Exercise material
- - - - -
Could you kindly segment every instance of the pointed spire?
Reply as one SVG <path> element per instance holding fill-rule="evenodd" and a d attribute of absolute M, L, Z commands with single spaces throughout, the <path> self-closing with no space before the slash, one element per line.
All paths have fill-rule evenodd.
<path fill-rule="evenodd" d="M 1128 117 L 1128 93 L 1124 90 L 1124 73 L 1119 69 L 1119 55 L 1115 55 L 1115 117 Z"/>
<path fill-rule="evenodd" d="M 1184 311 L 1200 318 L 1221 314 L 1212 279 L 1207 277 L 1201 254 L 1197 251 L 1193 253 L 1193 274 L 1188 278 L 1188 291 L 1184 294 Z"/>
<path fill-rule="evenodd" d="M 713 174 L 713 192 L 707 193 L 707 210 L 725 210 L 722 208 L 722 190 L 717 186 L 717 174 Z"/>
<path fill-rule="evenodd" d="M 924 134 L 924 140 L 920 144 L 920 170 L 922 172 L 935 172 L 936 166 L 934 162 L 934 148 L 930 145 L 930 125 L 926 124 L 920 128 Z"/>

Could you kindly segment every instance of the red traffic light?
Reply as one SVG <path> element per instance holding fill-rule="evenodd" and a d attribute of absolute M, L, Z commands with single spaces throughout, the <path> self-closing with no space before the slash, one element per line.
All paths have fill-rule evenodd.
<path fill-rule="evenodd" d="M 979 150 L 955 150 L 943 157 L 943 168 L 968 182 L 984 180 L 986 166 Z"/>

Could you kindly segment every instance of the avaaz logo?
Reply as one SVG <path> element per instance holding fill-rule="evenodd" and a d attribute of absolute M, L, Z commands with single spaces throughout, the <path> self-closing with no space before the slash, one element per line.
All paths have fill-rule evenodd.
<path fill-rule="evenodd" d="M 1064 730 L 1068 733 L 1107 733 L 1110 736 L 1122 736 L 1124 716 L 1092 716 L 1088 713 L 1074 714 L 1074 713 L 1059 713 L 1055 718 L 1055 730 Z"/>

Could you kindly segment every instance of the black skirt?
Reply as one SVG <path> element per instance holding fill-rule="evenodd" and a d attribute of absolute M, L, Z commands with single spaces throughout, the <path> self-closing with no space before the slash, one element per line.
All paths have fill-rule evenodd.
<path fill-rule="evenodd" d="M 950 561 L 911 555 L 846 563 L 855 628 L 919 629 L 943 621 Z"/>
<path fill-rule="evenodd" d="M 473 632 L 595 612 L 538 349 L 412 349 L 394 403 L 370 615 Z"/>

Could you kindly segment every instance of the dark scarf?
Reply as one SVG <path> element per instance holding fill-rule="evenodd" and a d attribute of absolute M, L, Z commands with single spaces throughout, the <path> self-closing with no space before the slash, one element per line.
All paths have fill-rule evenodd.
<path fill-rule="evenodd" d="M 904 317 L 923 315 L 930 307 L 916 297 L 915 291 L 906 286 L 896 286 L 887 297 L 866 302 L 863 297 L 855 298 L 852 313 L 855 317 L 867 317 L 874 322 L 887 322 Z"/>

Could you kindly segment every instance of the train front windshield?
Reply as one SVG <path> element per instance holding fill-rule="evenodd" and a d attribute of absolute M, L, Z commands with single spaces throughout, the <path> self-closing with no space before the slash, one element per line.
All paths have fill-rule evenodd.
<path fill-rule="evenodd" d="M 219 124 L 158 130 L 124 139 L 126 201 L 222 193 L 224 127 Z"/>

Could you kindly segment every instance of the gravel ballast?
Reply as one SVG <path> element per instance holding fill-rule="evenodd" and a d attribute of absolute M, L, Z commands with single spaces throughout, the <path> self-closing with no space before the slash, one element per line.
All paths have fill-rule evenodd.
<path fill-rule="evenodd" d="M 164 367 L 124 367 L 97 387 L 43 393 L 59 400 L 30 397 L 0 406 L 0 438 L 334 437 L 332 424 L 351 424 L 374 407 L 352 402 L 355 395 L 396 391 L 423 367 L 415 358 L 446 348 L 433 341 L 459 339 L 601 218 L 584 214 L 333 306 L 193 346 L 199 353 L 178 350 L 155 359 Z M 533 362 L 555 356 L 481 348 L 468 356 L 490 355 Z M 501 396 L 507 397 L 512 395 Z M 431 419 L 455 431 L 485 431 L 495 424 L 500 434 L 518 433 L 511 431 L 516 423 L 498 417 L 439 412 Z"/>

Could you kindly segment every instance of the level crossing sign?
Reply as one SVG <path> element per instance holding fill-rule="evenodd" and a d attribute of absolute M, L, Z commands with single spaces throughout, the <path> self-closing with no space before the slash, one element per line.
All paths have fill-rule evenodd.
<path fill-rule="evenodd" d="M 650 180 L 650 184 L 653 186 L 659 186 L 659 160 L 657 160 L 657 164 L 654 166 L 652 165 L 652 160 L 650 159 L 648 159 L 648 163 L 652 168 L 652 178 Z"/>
- - - - -
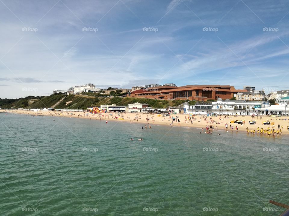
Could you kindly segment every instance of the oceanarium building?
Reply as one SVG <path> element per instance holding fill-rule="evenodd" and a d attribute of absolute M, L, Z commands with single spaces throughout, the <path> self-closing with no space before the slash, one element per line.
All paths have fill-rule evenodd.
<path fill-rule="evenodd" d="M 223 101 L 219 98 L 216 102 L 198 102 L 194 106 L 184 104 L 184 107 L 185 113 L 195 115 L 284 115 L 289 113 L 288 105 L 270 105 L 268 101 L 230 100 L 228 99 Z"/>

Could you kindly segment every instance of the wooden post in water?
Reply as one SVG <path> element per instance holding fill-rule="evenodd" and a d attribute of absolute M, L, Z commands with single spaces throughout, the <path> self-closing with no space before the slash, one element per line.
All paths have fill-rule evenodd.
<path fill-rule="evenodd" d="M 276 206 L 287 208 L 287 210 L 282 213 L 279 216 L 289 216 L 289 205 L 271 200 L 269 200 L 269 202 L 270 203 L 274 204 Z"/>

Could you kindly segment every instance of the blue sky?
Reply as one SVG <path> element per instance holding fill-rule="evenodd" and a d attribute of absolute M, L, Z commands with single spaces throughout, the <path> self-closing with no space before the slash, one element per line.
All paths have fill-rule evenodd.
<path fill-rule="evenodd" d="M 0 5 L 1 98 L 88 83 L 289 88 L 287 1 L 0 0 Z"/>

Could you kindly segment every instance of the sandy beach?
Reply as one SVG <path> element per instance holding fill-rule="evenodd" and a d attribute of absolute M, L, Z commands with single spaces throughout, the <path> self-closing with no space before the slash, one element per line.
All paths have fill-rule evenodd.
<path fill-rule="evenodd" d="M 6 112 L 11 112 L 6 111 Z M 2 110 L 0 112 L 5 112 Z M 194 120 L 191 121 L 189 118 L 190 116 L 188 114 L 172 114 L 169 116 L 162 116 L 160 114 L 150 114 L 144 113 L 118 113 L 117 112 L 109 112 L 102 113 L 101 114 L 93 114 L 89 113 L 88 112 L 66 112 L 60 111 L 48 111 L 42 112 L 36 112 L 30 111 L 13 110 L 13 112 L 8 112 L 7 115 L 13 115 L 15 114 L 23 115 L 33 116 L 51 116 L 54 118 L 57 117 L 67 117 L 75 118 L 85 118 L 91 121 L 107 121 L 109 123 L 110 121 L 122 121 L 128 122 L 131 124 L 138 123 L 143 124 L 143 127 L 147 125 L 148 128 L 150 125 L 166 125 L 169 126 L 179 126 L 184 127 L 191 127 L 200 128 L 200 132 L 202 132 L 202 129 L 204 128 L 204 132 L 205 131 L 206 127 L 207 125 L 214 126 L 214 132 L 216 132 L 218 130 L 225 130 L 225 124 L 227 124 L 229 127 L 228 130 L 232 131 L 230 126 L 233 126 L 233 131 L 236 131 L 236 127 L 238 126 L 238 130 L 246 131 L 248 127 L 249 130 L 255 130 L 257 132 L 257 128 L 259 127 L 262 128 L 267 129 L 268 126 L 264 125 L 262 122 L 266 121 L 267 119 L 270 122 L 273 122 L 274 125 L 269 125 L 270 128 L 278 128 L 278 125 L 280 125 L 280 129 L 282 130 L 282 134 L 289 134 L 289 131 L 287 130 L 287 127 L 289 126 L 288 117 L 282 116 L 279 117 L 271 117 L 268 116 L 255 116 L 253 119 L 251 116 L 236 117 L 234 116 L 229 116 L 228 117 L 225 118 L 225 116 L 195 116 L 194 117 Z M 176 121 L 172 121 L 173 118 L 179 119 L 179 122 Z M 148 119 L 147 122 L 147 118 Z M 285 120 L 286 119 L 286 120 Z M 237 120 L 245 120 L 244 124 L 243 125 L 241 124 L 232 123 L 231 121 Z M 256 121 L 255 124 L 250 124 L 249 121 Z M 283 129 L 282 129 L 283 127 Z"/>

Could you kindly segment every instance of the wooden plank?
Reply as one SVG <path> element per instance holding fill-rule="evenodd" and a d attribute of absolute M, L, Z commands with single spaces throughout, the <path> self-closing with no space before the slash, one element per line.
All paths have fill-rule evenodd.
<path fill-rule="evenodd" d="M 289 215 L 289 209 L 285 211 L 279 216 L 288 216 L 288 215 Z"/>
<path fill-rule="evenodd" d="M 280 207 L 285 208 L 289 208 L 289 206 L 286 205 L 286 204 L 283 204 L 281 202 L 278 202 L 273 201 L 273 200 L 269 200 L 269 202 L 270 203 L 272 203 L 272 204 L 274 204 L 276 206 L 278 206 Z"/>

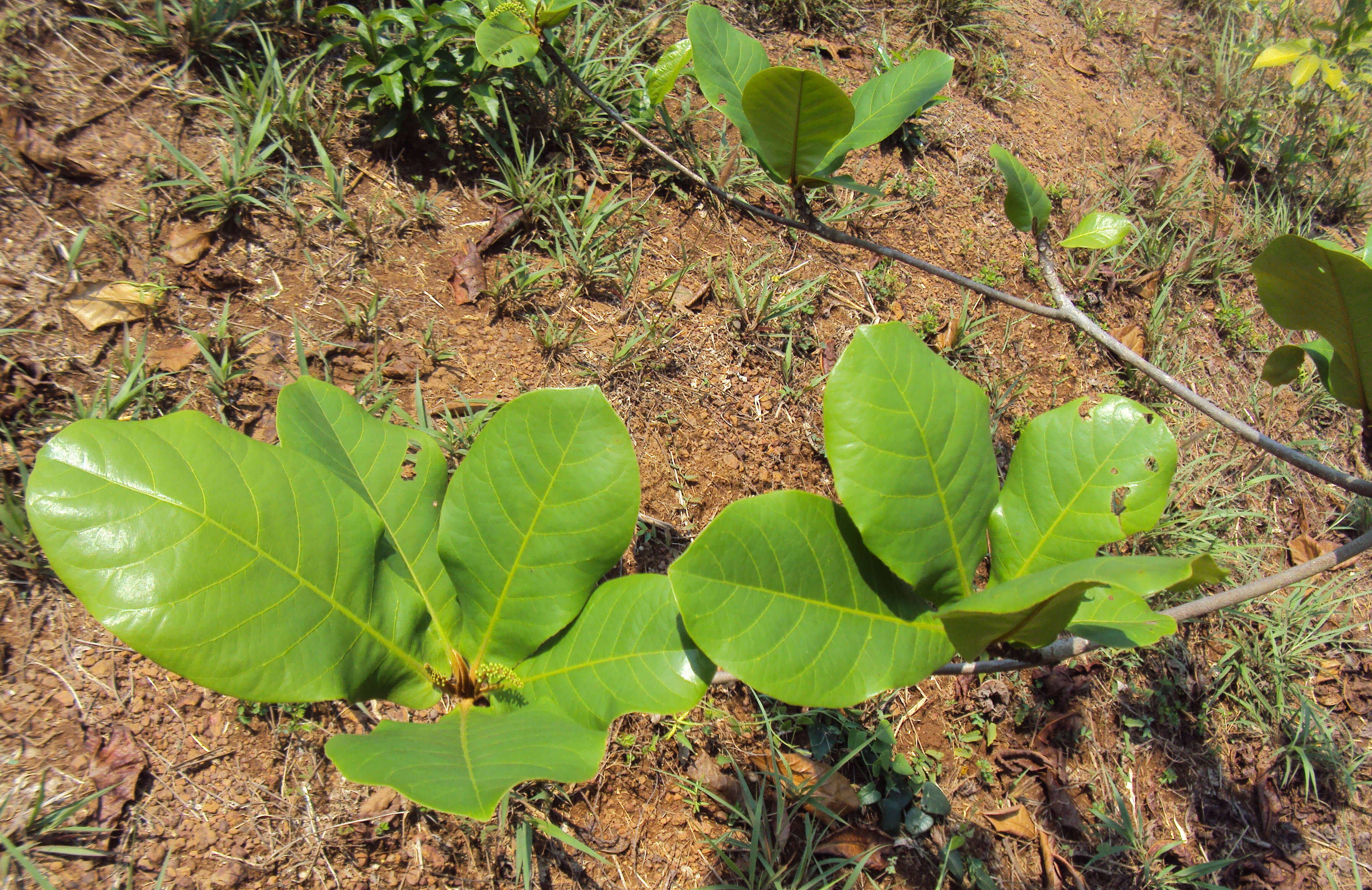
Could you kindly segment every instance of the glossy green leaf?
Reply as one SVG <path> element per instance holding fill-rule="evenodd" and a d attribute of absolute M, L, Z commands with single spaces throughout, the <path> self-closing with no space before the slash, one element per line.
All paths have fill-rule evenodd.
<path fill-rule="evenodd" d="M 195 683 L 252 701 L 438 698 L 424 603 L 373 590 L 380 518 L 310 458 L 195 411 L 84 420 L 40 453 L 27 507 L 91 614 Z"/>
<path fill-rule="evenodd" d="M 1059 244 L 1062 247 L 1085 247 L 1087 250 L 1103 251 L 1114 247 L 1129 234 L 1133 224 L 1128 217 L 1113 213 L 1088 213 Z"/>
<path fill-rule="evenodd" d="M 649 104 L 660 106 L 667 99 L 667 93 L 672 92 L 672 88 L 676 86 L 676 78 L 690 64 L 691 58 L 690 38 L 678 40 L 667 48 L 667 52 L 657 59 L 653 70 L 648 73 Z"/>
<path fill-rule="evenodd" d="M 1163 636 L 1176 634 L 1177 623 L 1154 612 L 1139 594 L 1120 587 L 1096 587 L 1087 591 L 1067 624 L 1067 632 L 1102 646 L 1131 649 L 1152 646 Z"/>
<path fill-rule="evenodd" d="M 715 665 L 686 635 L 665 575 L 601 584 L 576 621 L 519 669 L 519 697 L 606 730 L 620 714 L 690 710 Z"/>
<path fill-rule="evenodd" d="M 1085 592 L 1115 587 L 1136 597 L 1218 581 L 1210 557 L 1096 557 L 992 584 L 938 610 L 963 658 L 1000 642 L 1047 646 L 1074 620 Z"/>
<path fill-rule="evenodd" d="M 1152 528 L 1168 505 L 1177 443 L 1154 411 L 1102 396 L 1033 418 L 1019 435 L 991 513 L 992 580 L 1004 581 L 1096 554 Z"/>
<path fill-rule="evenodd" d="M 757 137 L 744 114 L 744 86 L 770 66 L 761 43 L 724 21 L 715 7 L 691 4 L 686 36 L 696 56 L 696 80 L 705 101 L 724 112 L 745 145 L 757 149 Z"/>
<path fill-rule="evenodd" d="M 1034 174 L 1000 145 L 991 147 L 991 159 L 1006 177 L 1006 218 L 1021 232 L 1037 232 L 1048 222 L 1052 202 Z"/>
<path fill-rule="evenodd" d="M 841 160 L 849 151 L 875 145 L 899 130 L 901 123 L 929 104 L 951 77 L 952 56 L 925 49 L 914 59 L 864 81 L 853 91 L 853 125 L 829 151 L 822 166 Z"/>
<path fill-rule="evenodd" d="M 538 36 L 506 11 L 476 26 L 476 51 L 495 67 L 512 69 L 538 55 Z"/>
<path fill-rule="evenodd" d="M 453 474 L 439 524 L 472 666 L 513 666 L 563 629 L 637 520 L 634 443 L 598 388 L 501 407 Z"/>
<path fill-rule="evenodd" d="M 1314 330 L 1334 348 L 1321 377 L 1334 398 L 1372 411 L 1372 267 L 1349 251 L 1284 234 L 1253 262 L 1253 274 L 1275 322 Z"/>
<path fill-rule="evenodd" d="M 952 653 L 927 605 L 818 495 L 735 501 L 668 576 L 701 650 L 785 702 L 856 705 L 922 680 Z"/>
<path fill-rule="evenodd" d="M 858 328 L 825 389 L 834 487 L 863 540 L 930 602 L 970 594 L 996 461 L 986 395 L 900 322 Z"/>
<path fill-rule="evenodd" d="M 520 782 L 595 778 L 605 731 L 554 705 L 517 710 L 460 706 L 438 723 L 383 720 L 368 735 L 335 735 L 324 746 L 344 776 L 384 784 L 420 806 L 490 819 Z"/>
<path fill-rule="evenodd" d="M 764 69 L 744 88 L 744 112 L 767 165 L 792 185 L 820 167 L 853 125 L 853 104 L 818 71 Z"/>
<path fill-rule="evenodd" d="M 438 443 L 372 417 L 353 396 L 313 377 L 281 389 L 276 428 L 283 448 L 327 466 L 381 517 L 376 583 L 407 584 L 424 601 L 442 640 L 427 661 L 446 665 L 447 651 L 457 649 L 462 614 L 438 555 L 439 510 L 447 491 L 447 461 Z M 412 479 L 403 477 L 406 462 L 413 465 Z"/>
- - - - -
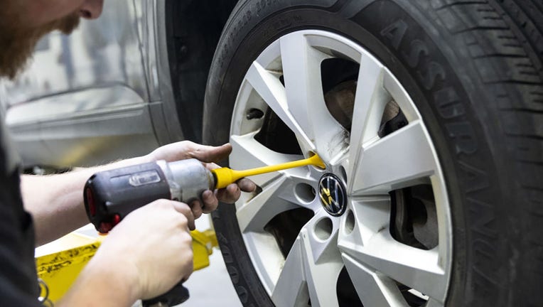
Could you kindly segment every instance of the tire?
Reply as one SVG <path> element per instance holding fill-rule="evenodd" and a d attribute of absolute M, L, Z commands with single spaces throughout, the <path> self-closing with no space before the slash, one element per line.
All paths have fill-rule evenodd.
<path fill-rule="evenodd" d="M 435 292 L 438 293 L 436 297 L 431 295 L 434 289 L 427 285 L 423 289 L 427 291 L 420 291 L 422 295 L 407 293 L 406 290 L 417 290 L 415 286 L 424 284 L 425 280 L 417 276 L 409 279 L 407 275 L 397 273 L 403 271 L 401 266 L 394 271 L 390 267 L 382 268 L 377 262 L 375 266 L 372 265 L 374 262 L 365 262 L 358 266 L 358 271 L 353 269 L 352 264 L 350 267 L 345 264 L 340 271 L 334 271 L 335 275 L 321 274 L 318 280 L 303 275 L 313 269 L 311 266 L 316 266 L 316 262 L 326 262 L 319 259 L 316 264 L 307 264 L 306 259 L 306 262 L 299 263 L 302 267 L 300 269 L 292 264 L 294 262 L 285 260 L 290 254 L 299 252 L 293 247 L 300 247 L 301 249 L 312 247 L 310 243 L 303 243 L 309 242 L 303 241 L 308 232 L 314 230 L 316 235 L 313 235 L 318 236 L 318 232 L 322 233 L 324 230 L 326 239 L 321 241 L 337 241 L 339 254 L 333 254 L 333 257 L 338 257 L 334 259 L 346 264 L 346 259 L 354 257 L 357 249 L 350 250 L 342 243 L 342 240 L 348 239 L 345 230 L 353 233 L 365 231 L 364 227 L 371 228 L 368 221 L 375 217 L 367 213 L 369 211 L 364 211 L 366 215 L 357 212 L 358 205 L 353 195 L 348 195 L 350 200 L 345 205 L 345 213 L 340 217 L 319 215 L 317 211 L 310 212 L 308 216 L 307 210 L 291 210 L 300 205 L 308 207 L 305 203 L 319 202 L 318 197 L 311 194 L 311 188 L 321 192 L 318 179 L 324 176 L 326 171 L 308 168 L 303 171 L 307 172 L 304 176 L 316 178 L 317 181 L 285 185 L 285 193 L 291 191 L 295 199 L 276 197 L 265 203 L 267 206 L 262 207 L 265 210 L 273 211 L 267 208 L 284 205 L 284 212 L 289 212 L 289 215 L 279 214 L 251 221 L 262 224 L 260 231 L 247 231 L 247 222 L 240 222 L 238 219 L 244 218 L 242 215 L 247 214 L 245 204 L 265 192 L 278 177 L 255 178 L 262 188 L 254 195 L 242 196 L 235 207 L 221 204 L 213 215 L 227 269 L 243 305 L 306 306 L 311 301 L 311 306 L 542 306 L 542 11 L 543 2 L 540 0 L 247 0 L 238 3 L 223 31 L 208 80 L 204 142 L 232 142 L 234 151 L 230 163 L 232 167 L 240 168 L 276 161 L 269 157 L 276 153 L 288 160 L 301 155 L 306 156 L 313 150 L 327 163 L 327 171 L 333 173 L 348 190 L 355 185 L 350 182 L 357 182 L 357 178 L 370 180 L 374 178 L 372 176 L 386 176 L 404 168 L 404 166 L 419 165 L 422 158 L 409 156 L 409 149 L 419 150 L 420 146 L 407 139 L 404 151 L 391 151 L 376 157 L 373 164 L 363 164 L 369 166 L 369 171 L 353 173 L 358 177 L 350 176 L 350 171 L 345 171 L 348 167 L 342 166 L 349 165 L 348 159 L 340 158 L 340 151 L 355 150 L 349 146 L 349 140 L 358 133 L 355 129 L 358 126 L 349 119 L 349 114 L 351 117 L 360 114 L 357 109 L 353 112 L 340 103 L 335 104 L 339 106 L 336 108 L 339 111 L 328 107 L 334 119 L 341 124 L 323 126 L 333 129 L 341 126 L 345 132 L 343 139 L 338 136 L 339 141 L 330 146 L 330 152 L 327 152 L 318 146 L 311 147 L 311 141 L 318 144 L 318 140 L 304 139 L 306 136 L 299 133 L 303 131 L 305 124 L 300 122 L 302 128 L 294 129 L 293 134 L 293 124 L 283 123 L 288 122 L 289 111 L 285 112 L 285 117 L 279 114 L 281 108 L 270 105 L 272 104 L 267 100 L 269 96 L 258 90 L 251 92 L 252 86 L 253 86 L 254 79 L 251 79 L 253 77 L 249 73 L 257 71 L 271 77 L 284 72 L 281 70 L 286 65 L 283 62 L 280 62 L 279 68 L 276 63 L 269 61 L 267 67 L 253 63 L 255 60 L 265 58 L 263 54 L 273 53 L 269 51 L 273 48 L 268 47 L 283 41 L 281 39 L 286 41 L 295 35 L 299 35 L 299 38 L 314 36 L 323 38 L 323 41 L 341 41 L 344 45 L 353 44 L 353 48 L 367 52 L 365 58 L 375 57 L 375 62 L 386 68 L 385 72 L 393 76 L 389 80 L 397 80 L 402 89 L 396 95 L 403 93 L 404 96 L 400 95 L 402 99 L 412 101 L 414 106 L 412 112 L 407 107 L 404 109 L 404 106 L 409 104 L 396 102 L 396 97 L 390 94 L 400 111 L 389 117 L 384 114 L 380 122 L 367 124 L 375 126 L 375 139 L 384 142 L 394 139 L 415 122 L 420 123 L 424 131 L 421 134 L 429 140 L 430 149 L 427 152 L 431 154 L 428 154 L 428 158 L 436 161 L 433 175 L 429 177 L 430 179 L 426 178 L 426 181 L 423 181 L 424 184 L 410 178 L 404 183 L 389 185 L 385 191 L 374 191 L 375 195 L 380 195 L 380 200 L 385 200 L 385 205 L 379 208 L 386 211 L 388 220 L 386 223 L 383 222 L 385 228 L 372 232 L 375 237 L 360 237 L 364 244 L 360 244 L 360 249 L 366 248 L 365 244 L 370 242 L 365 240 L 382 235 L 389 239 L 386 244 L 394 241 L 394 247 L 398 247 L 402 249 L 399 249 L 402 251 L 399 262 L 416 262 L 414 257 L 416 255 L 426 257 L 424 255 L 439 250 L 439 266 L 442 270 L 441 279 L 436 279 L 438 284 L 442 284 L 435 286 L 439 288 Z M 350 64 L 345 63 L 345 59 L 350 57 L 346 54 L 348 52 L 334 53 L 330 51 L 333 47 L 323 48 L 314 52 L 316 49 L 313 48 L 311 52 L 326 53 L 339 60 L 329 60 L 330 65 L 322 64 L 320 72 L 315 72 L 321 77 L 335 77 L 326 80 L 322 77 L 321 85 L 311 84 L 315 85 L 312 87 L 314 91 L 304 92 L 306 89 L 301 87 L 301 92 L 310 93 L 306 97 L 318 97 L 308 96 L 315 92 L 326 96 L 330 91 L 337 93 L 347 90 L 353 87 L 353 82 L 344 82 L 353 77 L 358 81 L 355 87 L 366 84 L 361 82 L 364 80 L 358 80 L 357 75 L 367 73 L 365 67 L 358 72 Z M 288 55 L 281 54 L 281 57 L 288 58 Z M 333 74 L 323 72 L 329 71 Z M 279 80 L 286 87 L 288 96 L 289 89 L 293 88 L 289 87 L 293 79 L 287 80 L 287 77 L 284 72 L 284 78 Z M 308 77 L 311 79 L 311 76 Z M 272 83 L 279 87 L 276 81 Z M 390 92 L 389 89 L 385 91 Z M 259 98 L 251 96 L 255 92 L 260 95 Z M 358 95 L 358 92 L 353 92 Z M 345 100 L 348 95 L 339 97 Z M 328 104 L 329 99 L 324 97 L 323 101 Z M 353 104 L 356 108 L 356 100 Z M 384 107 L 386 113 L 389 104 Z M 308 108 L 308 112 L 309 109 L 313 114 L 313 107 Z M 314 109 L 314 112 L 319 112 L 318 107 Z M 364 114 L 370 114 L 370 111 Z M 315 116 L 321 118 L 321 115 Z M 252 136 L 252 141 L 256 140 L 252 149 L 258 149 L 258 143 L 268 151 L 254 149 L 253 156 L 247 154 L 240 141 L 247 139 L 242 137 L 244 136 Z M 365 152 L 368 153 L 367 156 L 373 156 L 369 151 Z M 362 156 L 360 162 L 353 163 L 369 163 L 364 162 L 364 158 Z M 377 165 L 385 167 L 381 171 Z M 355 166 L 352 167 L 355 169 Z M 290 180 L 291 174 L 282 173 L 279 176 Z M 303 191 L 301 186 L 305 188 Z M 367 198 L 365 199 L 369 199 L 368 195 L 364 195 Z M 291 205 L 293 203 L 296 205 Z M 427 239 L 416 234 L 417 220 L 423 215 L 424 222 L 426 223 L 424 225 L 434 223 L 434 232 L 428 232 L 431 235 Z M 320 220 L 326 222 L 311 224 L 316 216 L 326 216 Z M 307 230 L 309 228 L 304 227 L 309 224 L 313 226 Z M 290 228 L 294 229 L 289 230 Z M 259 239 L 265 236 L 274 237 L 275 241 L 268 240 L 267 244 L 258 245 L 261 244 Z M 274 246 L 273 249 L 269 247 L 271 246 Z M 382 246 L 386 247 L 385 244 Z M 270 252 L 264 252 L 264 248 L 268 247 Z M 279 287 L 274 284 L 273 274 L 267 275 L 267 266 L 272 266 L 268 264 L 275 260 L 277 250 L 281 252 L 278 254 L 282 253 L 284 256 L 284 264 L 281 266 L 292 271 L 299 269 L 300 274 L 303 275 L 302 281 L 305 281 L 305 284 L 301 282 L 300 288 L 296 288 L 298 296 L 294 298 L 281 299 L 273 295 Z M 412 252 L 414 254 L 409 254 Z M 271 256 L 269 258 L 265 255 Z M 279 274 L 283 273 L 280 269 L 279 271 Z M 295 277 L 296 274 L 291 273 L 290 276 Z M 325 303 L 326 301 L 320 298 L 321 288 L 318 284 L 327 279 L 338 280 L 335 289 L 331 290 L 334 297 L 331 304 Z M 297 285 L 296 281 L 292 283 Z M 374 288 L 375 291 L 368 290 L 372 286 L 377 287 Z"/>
- - - - -
What to produce
Can you copy out, character for character, the stretch of the items above from the line containing "Could you kindly segment every instance of the pointed" through the line containing "924 134 L 924", keeping both of those lines?

Expected answer
Could you kindly segment every instance of the pointed spire?
Reply as one SVG <path> element per instance holding fill-rule="evenodd" and a d attribute of absolute M, L, Z commands with single spaces throughout, the <path> self-closing with no space before the slash, one element per line.
All paths have fill-rule evenodd.
<path fill-rule="evenodd" d="M 1128 117 L 1128 93 L 1124 90 L 1124 73 L 1119 69 L 1119 55 L 1115 55 L 1115 117 Z"/>
<path fill-rule="evenodd" d="M 1184 311 L 1200 318 L 1221 314 L 1212 279 L 1207 277 L 1201 254 L 1197 251 L 1193 253 L 1193 274 L 1188 278 L 1188 291 L 1184 294 Z"/>
<path fill-rule="evenodd" d="M 713 174 L 713 192 L 707 193 L 707 210 L 725 210 L 722 208 L 722 190 L 717 186 L 717 174 Z"/>
<path fill-rule="evenodd" d="M 924 134 L 924 140 L 920 144 L 920 170 L 922 172 L 935 172 L 936 166 L 934 162 L 934 148 L 930 145 L 930 125 L 926 124 L 920 128 Z"/>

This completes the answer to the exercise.